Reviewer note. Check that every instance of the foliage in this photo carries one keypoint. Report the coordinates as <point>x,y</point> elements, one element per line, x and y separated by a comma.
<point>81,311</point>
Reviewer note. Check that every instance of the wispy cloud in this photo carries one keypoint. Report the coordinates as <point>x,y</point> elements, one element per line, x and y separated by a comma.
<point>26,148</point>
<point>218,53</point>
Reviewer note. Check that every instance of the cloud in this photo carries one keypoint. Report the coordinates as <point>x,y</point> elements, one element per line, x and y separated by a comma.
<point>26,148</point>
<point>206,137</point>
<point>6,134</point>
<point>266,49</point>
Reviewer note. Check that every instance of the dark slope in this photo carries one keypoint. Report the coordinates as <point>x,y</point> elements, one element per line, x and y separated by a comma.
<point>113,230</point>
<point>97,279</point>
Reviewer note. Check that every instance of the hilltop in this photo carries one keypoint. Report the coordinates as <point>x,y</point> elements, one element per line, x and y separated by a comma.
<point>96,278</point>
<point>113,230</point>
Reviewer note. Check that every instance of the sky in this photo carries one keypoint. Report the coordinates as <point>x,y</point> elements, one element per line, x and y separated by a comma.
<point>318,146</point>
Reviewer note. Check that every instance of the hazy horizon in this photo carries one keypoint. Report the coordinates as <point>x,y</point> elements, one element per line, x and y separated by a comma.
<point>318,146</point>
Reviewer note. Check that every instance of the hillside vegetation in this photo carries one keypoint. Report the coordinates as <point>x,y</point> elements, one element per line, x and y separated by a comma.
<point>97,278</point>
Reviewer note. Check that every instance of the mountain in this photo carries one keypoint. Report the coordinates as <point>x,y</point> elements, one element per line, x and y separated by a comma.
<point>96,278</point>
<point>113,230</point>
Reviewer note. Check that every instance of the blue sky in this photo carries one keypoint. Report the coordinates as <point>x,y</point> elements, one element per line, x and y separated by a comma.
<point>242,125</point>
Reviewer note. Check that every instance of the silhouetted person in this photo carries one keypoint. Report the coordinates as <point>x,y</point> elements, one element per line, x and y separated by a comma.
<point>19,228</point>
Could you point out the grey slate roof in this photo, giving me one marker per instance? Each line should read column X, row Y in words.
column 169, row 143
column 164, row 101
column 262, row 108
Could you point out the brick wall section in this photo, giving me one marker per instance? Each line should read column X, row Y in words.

# # # # #

**TASK STATEMENT:** Return all of the data above exactly, leaving out no line.

**PROBLEM SOLUTION:**
Reviewer note. Check that every instance of the foliage in this photo carries one keypoint. Report the coordinates as <point>x,y</point> elements, one element per line, x and y separated by a comma.
<point>81,311</point>
Reviewer note. Check that every instance of the wispy cloud in this photo carries one keypoint. Report the coordinates as <point>x,y</point> elements, one element per line, x and y separated by a comma.
<point>26,148</point>
<point>218,53</point>
Reviewer note. Check that every instance of the cloud in this photo carries one keypoint. Report the coordinates as <point>x,y</point> elements, one element per line, x and y separated by a comma.
<point>26,148</point>
<point>206,137</point>
<point>6,134</point>
<point>266,49</point>
Reviewer note. Check that every instance of the dark slope in this photo carries one keypoint. Report the coordinates as <point>x,y</point> elements, one element per line, x and y separated by a comma.
<point>113,230</point>
<point>97,279</point>
Reviewer note. Check that every instance of the hilltop in this photo carries one keypoint. Report the coordinates as <point>x,y</point> elements, one element per line, x and y separated by a comma.
<point>96,278</point>
<point>113,230</point>
Reviewer note. Check that every instance of the sky in this photo carries one keypoint. Report the coordinates as <point>x,y</point> elements, one element per line, x and y separated by a comma.
<point>318,146</point>
Reviewer note. Check that every instance of the hazy horizon in this photo carries one keypoint. Report the coordinates as <point>x,y</point> elements, one element per line, x and y separated by a comma.
<point>318,146</point>
Reviewer note. Check that every instance of the hillside vegetation in this photo carries one keypoint. Report the coordinates as <point>x,y</point> elements, one element per line, x and y separated by a comma.
<point>97,278</point>
Reviewer note. Check that every instance of the mountain in this photo carries one keypoint. Report the coordinates as <point>x,y</point> elements, one element per line, x and y separated by a comma.
<point>96,278</point>
<point>113,230</point>
Reviewer note. Check that every instance of the blue sky in this photo carries one keypoint. Report the coordinates as <point>x,y</point> elements, one element per line, x and y separated by a comma.
<point>242,125</point>
Reviewer note. Check that every instance of the silhouetted person in this photo carries one keypoint. Report the coordinates as <point>x,y</point> elements, one element per line, x and y separated by a comma.
<point>19,228</point>
Could you point out the grey slate roof in this photo, giving me one marker per instance? Each line should read column X, row Y in words.
column 169, row 143
column 164, row 101
column 262, row 108
Could you point out the brick wall section in this photo, giving me one marker per instance? Each line should read column X, row Y in words.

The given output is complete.